▶ [CHALLENGE]: Please format the lines below as a JSON list of strings, one string per line, skipping blank lines and leaving out the pictures.

Begin EXTRACTED RECORDS

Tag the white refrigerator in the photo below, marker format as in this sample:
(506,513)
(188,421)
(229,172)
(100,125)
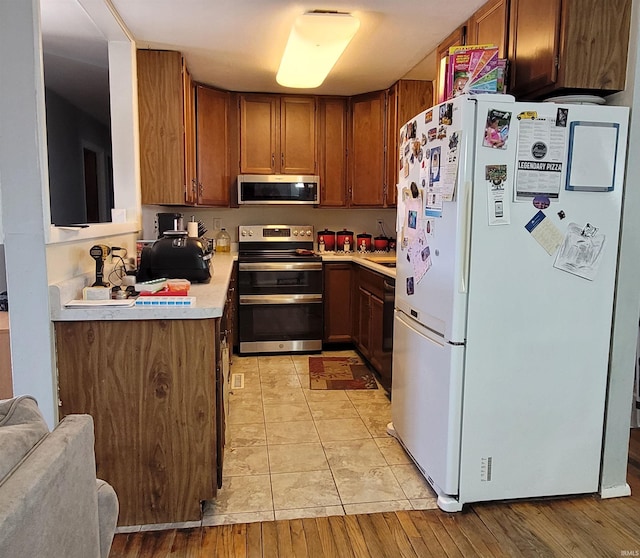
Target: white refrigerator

End EXTRACTED RECORDS

▶ [TASK ANSWER]:
[
  "Tag the white refrigerator in the photo below, marker format as in this sample:",
  "(506,513)",
  "(188,421)",
  "(229,172)",
  "(100,125)",
  "Target: white refrigerator"
]